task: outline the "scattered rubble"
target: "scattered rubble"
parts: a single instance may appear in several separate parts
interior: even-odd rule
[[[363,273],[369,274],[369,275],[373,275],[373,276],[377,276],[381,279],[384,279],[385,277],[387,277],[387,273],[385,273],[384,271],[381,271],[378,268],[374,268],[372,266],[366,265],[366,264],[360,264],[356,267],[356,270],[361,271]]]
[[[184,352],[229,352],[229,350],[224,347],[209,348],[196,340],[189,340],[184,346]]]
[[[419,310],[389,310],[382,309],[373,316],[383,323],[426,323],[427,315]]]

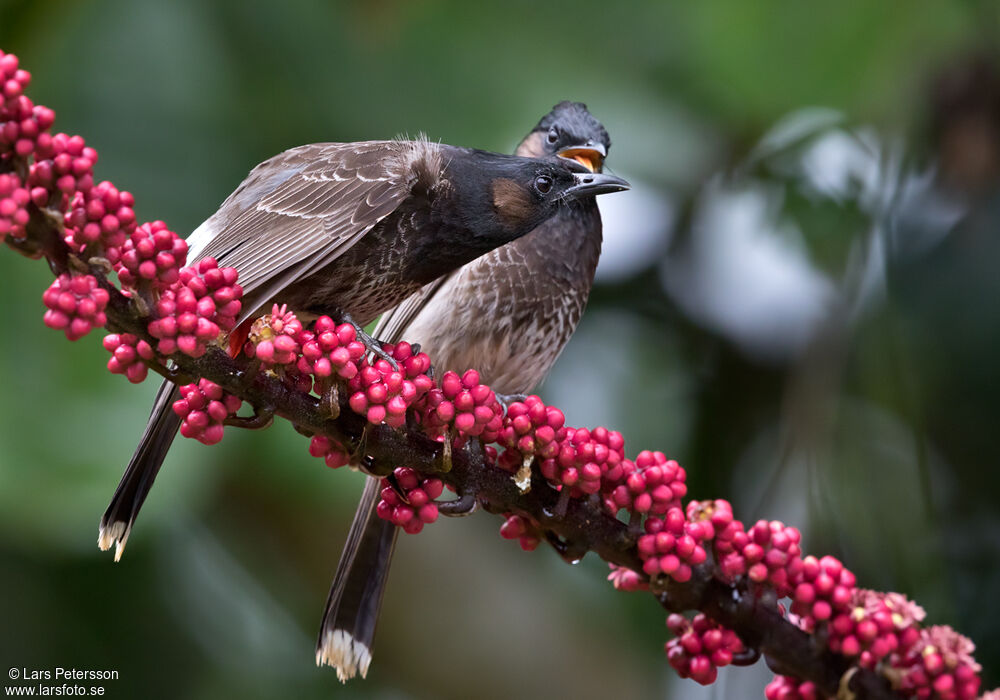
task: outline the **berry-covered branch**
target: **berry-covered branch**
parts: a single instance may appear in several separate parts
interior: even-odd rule
[[[763,655],[779,674],[772,699],[977,696],[968,639],[923,626],[901,594],[859,588],[835,558],[804,555],[793,527],[686,501],[686,473],[662,453],[629,459],[620,434],[570,428],[536,396],[504,407],[475,370],[435,377],[405,342],[375,359],[350,324],[305,324],[278,305],[241,323],[237,271],[188,264],[166,224],[139,225],[129,193],[94,183],[97,153],[50,133],[55,115],[24,94],[29,78],[0,52],[0,241],[56,275],[46,325],[70,340],[106,327],[111,372],[181,386],[182,435],[214,444],[226,426],[277,416],[329,466],[382,477],[378,513],[406,532],[480,506],[526,550],[593,551],[615,588],[670,611],[667,660],[700,683]]]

◆ **Your goal**: Would you return all lines from the preceding listing that contain the word "berry"?

◆ **Response**:
task: outline the **berry-covered branch**
target: **berry-covered branch**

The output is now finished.